AIM >> Select every line in the records below that contains the string "ceiling", treating uppercase and lowercase letters as distinct.

EXTRACTED ENTRIES >>
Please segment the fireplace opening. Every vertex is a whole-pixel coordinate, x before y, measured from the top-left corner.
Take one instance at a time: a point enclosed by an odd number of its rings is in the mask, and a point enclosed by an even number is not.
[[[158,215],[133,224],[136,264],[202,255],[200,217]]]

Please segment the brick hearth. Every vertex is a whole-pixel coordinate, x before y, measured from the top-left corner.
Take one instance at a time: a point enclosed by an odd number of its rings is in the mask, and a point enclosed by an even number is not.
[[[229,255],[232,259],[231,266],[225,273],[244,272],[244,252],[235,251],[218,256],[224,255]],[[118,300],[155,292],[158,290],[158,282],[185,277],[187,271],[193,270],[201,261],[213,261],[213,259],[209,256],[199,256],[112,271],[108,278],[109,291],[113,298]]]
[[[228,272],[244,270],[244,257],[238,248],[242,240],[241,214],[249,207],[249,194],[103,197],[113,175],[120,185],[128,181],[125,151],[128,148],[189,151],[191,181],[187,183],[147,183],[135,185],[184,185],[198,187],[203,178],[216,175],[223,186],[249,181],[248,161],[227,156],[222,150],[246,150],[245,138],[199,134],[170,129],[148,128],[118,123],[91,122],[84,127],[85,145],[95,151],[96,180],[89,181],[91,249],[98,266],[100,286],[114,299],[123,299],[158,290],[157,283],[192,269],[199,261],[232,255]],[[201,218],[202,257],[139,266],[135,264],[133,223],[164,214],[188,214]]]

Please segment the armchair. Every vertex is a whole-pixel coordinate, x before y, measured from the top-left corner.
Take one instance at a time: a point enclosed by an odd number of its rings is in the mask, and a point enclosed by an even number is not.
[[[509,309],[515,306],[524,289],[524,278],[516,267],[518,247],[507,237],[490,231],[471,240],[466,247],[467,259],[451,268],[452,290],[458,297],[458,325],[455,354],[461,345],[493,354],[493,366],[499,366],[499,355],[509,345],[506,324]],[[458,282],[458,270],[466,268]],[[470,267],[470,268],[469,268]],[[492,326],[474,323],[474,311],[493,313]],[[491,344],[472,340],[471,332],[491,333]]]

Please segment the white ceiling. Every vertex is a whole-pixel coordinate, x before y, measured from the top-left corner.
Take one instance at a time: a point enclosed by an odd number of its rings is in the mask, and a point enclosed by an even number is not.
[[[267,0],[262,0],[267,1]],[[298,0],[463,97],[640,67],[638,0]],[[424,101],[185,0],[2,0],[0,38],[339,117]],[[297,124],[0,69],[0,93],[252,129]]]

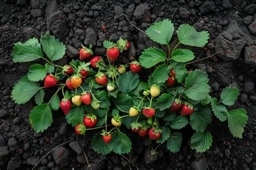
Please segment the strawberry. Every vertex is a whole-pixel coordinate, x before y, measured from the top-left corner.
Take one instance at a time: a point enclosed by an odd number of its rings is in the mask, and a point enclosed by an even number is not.
[[[174,72],[174,70],[173,69],[172,69],[171,71],[171,73],[172,76],[173,76],[173,77],[175,77],[176,76],[176,73]]]
[[[132,123],[131,124],[131,130],[133,132],[138,132],[142,125],[138,123]]]
[[[111,134],[105,134],[102,137],[103,138],[103,140],[104,141],[104,142],[106,144],[108,144],[110,141],[110,140],[112,138],[112,135]]]
[[[130,69],[133,73],[138,73],[142,70],[142,66],[138,62],[132,62],[130,65]]]
[[[84,69],[82,69],[81,70],[81,71],[80,71],[80,74],[82,76],[82,79],[83,80],[84,80],[84,79],[85,79],[85,78],[87,77],[87,76],[88,76],[88,74],[89,74],[89,71],[86,71]]]
[[[135,107],[131,107],[129,110],[129,115],[131,117],[137,116],[139,114],[138,108]]]
[[[52,74],[47,75],[44,78],[44,86],[46,89],[54,86],[57,84],[58,81]]]
[[[99,85],[106,85],[107,78],[103,72],[100,72],[95,75],[95,81]]]
[[[151,139],[159,139],[161,135],[161,131],[160,130],[156,129],[154,127],[152,127],[149,130],[149,137]]]
[[[96,65],[96,64],[99,62],[100,60],[102,59],[102,58],[99,56],[96,56],[90,61],[90,63],[91,63],[91,65],[95,68],[97,67],[97,66]]]
[[[92,127],[97,124],[98,120],[95,114],[87,115],[84,118],[84,125],[87,127]]]
[[[91,45],[90,45],[91,46]],[[79,51],[79,59],[81,60],[84,60],[88,59],[93,54],[91,50],[91,46],[90,48],[86,48],[82,45],[82,48]]]
[[[156,111],[153,108],[144,108],[142,110],[142,113],[147,118],[151,118],[156,114]]]
[[[72,90],[75,89],[75,88],[73,87],[73,86],[72,85],[72,83],[70,79],[68,79],[66,80],[66,85],[68,87],[68,88],[69,88],[69,89],[70,90]]]
[[[71,102],[67,98],[64,98],[62,99],[60,101],[60,108],[63,111],[64,114],[66,115],[69,112],[70,108],[71,108]]]
[[[166,83],[168,86],[172,86],[175,83],[174,77],[173,76],[170,75],[168,79],[166,80]]]
[[[71,81],[71,84],[73,87],[77,89],[82,84],[82,78],[77,76],[72,76],[70,81]]]
[[[140,128],[138,134],[142,137],[145,137],[147,134],[147,130]]]
[[[116,47],[112,47],[107,50],[106,55],[110,61],[113,62],[118,57],[119,50]]]
[[[190,103],[185,103],[181,107],[180,114],[182,115],[187,115],[191,114],[194,112],[194,107]]]
[[[79,106],[82,104],[81,96],[80,95],[75,95],[72,97],[72,103],[77,106]]]
[[[180,107],[181,107],[181,106],[182,104],[180,100],[176,99],[174,100],[174,101],[173,101],[173,103],[172,104],[171,108],[170,108],[170,110],[171,112],[174,112],[180,109]]]
[[[75,132],[77,134],[84,134],[85,133],[86,127],[82,124],[77,124],[75,127]]]
[[[118,67],[118,69],[117,70],[118,72],[120,73],[120,74],[123,74],[124,72],[125,72],[125,71],[126,70],[126,69],[125,69],[125,67],[124,65],[120,65],[119,67]]]
[[[159,86],[154,84],[150,87],[150,95],[153,97],[156,97],[160,95],[161,91]]]
[[[82,93],[81,95],[82,101],[86,105],[90,105],[91,104],[91,97],[90,93]]]

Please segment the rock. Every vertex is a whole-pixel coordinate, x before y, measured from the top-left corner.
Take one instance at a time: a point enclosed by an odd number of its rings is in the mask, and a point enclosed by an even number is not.
[[[57,11],[47,18],[47,29],[52,32],[57,38],[64,41],[66,38],[66,16],[60,11]]]
[[[206,1],[199,8],[200,11],[203,13],[211,12],[215,9],[215,4],[212,1]]]
[[[149,11],[149,10],[150,8],[147,4],[141,4],[140,5],[136,7],[136,9],[135,9],[133,12],[133,16],[136,19],[142,21],[142,23],[149,23],[150,22],[149,19],[150,18],[151,16],[150,13]],[[148,17],[149,18],[146,18],[147,17]]]
[[[42,10],[38,9],[31,10],[30,13],[34,17],[38,17],[43,16]]]
[[[52,158],[58,165],[61,165],[66,162],[69,155],[69,151],[63,146],[54,149],[52,153]]]
[[[246,46],[245,62],[252,67],[256,68],[256,46]]]
[[[253,17],[251,15],[248,15],[242,19],[242,23],[246,25],[249,25],[252,23],[253,21]]]
[[[69,142],[69,146],[76,152],[78,155],[82,153],[82,148],[79,145],[78,141],[71,141]]]
[[[9,147],[14,147],[17,144],[17,140],[14,138],[10,138],[8,140],[8,146]]]
[[[66,45],[66,55],[70,59],[74,59],[79,56],[79,51],[73,46],[68,44]]]
[[[192,170],[206,170],[207,169],[206,165],[202,158],[199,160],[194,160],[190,164]]]
[[[232,7],[232,4],[230,3],[230,0],[223,0],[223,4],[224,9],[229,9]]]
[[[120,6],[114,5],[114,13],[116,14],[120,14],[124,13],[124,9]]]
[[[156,154],[152,155],[151,150],[147,148],[145,151],[144,160],[146,164],[150,164],[153,163],[155,160],[157,160],[158,157]]]
[[[12,170],[17,169],[21,166],[22,159],[19,156],[12,156],[10,159],[8,165],[7,166],[7,169]]]
[[[85,45],[89,45],[91,44],[93,46],[97,44],[97,34],[94,30],[90,27],[88,27],[85,31],[86,36],[84,40],[84,44]]]
[[[254,21],[252,23],[248,25],[251,33],[253,35],[256,35],[256,21]]]
[[[8,112],[5,109],[0,110],[0,118],[3,118],[8,115]]]
[[[254,89],[254,83],[246,82],[244,84],[244,91],[246,92],[251,92]]]
[[[9,155],[8,147],[6,146],[0,147],[0,158]]]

EXPECTED ANSWER >>
Please segment the white ceiling. Every vertex is a whole-pixel coordinate, x before y, measured from the top-left corner.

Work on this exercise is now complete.